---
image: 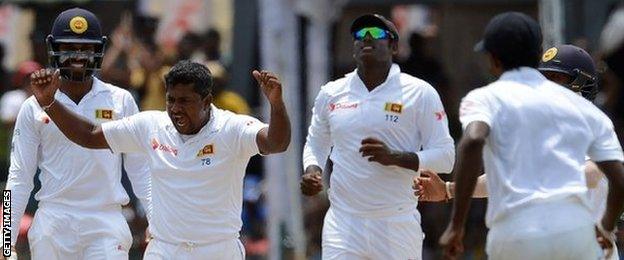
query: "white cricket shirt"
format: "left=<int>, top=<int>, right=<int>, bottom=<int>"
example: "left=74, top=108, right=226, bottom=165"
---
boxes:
left=6, top=78, right=149, bottom=244
left=303, top=64, right=455, bottom=215
left=460, top=67, right=624, bottom=226
left=102, top=106, right=267, bottom=244
left=0, top=89, right=28, bottom=122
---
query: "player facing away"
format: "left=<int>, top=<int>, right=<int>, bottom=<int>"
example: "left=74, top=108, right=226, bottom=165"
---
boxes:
left=6, top=8, right=150, bottom=259
left=32, top=61, right=290, bottom=259
left=301, top=14, right=454, bottom=259
left=414, top=45, right=618, bottom=260
left=440, top=12, right=624, bottom=259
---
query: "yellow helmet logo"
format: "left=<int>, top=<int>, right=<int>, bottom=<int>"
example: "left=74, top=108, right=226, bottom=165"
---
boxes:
left=542, top=47, right=557, bottom=62
left=69, top=16, right=89, bottom=34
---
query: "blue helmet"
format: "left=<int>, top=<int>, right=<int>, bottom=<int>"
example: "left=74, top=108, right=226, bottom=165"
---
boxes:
left=538, top=45, right=598, bottom=100
left=46, top=8, right=106, bottom=81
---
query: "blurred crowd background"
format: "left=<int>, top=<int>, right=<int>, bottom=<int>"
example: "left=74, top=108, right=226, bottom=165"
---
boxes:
left=0, top=0, right=624, bottom=259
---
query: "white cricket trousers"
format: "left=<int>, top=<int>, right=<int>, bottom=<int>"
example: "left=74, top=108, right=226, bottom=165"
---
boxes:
left=143, top=238, right=245, bottom=260
left=322, top=207, right=424, bottom=260
left=28, top=202, right=132, bottom=260
left=486, top=199, right=604, bottom=260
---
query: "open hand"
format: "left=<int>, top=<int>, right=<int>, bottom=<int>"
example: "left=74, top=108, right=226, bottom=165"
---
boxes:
left=412, top=170, right=446, bottom=202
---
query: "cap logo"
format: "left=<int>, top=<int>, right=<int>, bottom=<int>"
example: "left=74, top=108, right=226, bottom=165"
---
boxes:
left=542, top=47, right=557, bottom=62
left=69, top=16, right=89, bottom=34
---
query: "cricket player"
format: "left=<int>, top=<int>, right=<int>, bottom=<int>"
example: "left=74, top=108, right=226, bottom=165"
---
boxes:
left=440, top=12, right=624, bottom=259
left=414, top=45, right=619, bottom=260
left=301, top=14, right=454, bottom=259
left=6, top=8, right=150, bottom=259
left=32, top=61, right=290, bottom=259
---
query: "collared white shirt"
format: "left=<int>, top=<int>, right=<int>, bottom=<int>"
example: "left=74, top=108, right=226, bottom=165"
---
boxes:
left=303, top=64, right=455, bottom=215
left=6, top=78, right=149, bottom=243
left=102, top=106, right=267, bottom=243
left=460, top=67, right=624, bottom=228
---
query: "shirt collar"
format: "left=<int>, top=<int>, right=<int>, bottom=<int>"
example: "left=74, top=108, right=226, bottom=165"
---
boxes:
left=499, top=67, right=546, bottom=83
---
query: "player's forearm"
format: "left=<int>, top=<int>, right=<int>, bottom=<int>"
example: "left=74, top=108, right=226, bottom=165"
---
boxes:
left=265, top=102, right=290, bottom=153
left=46, top=100, right=108, bottom=149
left=451, top=137, right=485, bottom=226
left=449, top=174, right=488, bottom=198
left=598, top=161, right=624, bottom=230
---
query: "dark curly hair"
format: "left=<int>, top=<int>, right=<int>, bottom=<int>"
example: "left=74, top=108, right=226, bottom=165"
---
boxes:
left=165, top=60, right=212, bottom=98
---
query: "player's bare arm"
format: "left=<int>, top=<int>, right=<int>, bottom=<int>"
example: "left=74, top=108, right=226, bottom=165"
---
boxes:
left=360, top=137, right=420, bottom=171
left=252, top=70, right=290, bottom=154
left=412, top=161, right=604, bottom=202
left=412, top=170, right=488, bottom=202
left=30, top=69, right=109, bottom=149
left=440, top=121, right=490, bottom=259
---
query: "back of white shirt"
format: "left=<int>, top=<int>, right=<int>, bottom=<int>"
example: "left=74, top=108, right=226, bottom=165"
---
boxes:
left=460, top=67, right=624, bottom=225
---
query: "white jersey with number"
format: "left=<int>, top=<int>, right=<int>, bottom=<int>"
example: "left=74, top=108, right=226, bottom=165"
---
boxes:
left=102, top=106, right=267, bottom=243
left=460, top=67, right=624, bottom=228
left=303, top=64, right=455, bottom=215
left=6, top=78, right=149, bottom=244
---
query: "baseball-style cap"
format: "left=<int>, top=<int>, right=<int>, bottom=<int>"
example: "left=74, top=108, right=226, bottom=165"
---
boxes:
left=351, top=14, right=399, bottom=40
left=51, top=8, right=102, bottom=44
left=474, top=12, right=542, bottom=55
left=538, top=44, right=597, bottom=77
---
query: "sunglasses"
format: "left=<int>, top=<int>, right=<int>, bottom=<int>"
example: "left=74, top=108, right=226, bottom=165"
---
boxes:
left=353, top=27, right=393, bottom=41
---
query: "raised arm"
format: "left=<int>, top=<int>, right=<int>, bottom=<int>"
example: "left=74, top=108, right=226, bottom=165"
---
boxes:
left=31, top=69, right=109, bottom=149
left=440, top=121, right=490, bottom=257
left=252, top=70, right=290, bottom=154
left=5, top=101, right=41, bottom=246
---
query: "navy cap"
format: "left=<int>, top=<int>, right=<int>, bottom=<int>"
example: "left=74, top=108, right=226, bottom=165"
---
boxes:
left=538, top=45, right=597, bottom=77
left=51, top=8, right=102, bottom=44
left=474, top=12, right=542, bottom=56
left=351, top=14, right=399, bottom=40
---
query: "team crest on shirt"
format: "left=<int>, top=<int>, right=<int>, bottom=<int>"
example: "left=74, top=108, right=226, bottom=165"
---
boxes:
left=384, top=102, right=403, bottom=114
left=197, top=144, right=214, bottom=157
left=39, top=114, right=50, bottom=125
left=95, top=109, right=113, bottom=120
left=150, top=138, right=178, bottom=156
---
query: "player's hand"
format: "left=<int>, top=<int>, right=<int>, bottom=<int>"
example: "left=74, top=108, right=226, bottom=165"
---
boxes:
left=412, top=170, right=446, bottom=201
left=360, top=137, right=396, bottom=166
left=4, top=246, right=17, bottom=260
left=440, top=223, right=464, bottom=259
left=596, top=225, right=615, bottom=259
left=30, top=69, right=61, bottom=106
left=251, top=70, right=284, bottom=104
left=300, top=165, right=323, bottom=196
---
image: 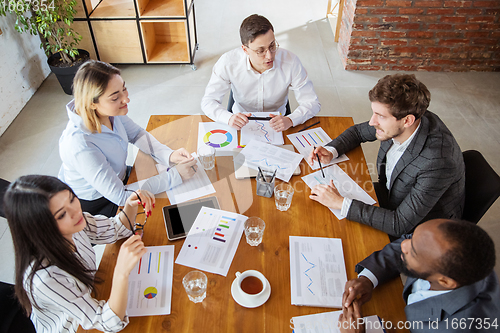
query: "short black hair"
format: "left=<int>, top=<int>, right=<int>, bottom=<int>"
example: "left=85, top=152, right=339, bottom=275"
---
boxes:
left=436, top=220, right=496, bottom=286
left=240, top=14, right=274, bottom=46
left=368, top=74, right=431, bottom=120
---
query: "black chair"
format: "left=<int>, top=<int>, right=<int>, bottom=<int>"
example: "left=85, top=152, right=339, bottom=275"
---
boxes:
left=0, top=178, right=10, bottom=217
left=227, top=90, right=292, bottom=116
left=462, top=150, right=500, bottom=223
left=0, top=282, right=36, bottom=333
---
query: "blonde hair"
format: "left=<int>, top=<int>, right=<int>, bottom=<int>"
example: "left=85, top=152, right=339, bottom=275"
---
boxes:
left=73, top=60, right=120, bottom=133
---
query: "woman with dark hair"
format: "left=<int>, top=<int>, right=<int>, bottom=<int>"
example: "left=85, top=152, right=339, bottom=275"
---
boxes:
left=58, top=60, right=196, bottom=217
left=4, top=175, right=155, bottom=333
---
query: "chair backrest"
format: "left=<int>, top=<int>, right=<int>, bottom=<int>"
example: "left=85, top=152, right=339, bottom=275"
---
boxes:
left=462, top=150, right=500, bottom=223
left=0, top=178, right=10, bottom=217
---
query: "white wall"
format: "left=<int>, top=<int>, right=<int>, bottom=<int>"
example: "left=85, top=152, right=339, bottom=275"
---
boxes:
left=0, top=15, right=50, bottom=135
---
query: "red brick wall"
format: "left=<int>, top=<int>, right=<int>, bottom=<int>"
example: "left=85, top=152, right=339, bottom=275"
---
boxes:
left=338, top=0, right=500, bottom=71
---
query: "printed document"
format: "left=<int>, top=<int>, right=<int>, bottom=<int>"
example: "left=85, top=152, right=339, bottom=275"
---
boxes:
left=127, top=245, right=174, bottom=317
left=302, top=165, right=376, bottom=220
left=175, top=207, right=247, bottom=276
left=290, top=236, right=347, bottom=308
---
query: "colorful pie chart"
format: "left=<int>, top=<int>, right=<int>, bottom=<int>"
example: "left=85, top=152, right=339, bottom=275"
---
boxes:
left=144, top=287, right=158, bottom=299
left=203, top=129, right=233, bottom=148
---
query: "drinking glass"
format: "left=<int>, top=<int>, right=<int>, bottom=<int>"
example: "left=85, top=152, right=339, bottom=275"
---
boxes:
left=244, top=216, right=266, bottom=246
left=182, top=271, right=207, bottom=303
left=274, top=183, right=294, bottom=212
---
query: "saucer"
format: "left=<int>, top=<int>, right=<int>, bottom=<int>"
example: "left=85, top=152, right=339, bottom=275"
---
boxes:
left=231, top=278, right=271, bottom=308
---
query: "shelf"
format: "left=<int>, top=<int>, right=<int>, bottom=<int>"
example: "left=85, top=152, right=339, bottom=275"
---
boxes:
left=141, top=21, right=190, bottom=63
left=91, top=20, right=144, bottom=63
left=137, top=0, right=186, bottom=18
left=90, top=0, right=135, bottom=18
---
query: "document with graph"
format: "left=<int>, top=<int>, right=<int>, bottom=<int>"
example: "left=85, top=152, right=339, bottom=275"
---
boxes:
left=240, top=112, right=285, bottom=146
left=234, top=140, right=302, bottom=182
left=290, top=236, right=347, bottom=308
left=127, top=245, right=174, bottom=317
left=287, top=127, right=349, bottom=170
left=302, top=165, right=376, bottom=220
left=175, top=207, right=247, bottom=276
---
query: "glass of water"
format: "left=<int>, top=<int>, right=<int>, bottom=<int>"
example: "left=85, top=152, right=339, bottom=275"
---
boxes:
left=274, top=183, right=294, bottom=212
left=244, top=216, right=266, bottom=246
left=182, top=271, right=207, bottom=303
left=198, top=145, right=215, bottom=170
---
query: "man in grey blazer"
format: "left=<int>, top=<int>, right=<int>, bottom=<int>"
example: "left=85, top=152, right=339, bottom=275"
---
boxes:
left=308, top=74, right=465, bottom=237
left=339, top=219, right=500, bottom=333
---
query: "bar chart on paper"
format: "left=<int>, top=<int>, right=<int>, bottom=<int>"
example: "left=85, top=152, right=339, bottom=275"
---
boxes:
left=127, top=245, right=174, bottom=317
left=175, top=207, right=246, bottom=276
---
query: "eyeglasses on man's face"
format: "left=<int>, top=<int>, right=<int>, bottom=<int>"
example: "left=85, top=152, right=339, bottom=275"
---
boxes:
left=245, top=40, right=280, bottom=58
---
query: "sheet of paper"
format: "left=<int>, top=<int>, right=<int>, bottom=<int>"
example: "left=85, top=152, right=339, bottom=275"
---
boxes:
left=240, top=112, right=285, bottom=146
left=127, top=245, right=174, bottom=317
left=287, top=127, right=349, bottom=170
left=234, top=140, right=302, bottom=182
left=198, top=122, right=238, bottom=156
left=175, top=207, right=247, bottom=276
left=292, top=310, right=384, bottom=333
left=302, top=165, right=376, bottom=220
left=290, top=236, right=347, bottom=308
left=156, top=153, right=215, bottom=205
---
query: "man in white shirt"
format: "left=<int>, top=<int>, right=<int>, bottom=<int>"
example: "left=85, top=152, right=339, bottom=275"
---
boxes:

INSTRUCTIONS TO FOLLOW: Report each line of the data above that contains the string "logo". Copy every such line in full.

FULL SOLUTION:
query: "yellow helmet logo"
query: "cap logo"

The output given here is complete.